*Excerpted passage*.
The bars in Figure 4.3 are oriented horizontally rather than vertically. The horizontal format is useful when you have many categories because there is more room for the category labels.
4.2 Describing the Relationship between a Qualitative and a Quantitative Variable
When we have a quantitative variable and a qualitative variable, we typically begin by dividing our sample into sub-samples according to the qualitative variable. For example, if we are examining the qualitative variable sex (indicating male or female), we can divide the sample into males and females. We can then compute measures of central tendency for the sub-samples and compare them. We already saw an example of this in Section 1.4, where the relationship between sex and support for innovation was evaluated by comparing the means of the support-for-innovation variable among males versus females. Typically, we compare means, but we can also compare medians if we are concerned about our results being sensitive to outliers. Ultimately, we want to observe whether the means/medians appear similar across groups or if some groups have meaningfully higher means/medians than others. In the example with sex and support for innovation, the means were nearly the same (3.787 for females, 3.798 for males), suggesting that the two variables are not related (at least not to a meaningful extent).
4.2.1 Visualizing a Quantitative-Qualitative Relationship3
Bar charts are often used to compare the means of different experimental conditions. Figure 4.4 shows the mean time it took one of us (DL) to move the mouse to either a small target or a large target. On average, more time was required for small targets than for large ones.
Although bar charts can display means, we do not generally recommend them for this purpose. Box plots should be used instead since they provide more information than bar charts without taking up more space. For example, a box plot of the mouse-movement data is shown in Figure 4.5. You can see that Figure 4.5 reveals more about the distribution of movement times than does Figure 4.4. However, quantitative variables that take on only a few discrete values are not very suitable for box plots. For such variables, it is better to stick with displaying means in a bar chart (or something similar like Figure 1.12).

*Supplied material*.
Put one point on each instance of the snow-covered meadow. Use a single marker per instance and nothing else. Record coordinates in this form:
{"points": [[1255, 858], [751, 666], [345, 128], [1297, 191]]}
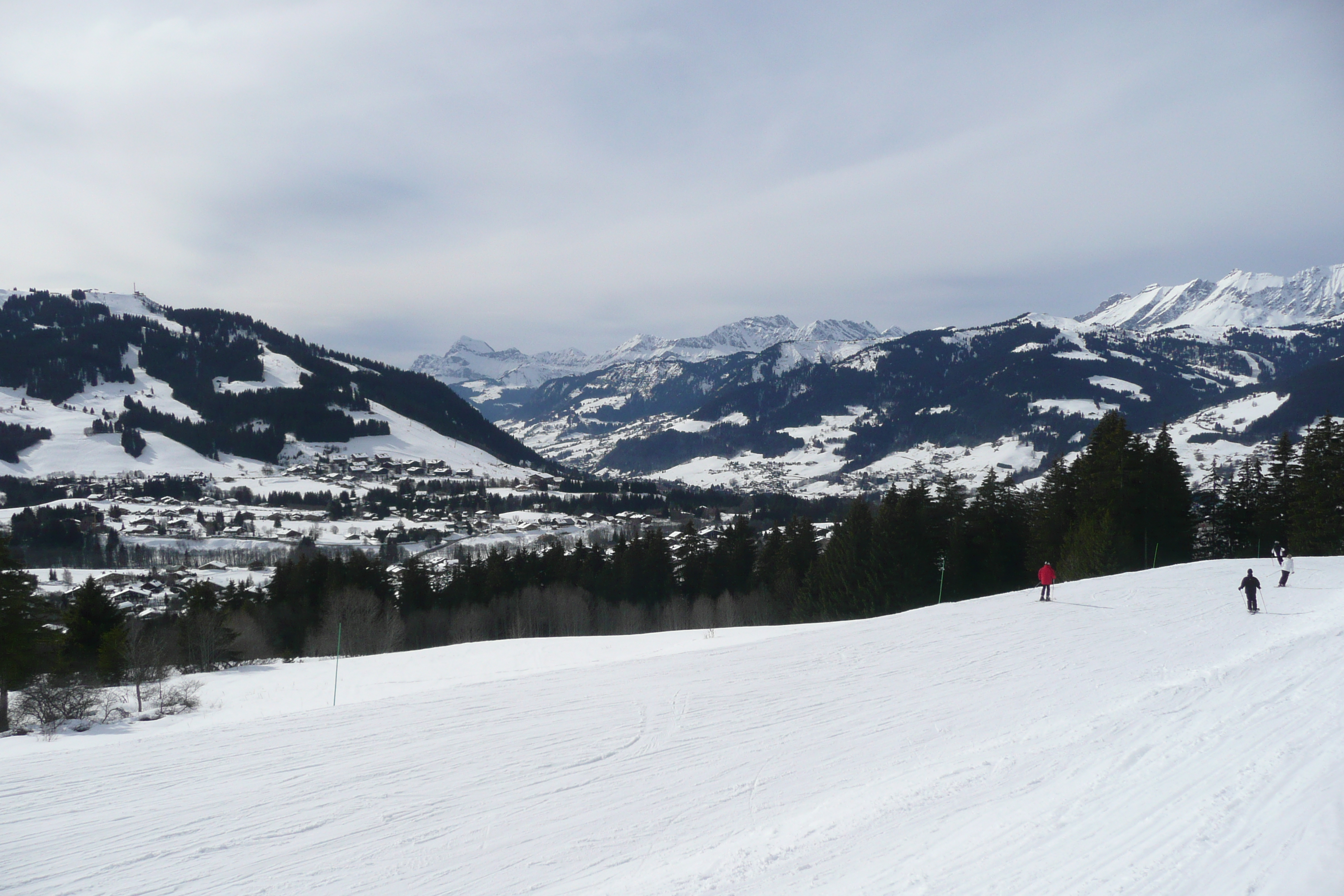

*Stated goal A*.
In the statistics excerpt, what mean support-for-innovation values are given for females and for males?
*Stated goal B*.
Pull out the part of the statistics excerpt between "4.2.1 Visualizing a" and "for large ones.", inclusive, and copy it word for word.

*Final result A*.
3.787 for females and 3.798 for males.

*Final result B*.
4.2.1 Visualizing a Quantitative-Qualitative Relationship3
Bar charts are often used to compare the means of different experimental conditions. Figure 4.4 shows the mean time it took one of us (DL) to move the mouse to either a small target or a large target. On average, more time was required for small targets than for large ones.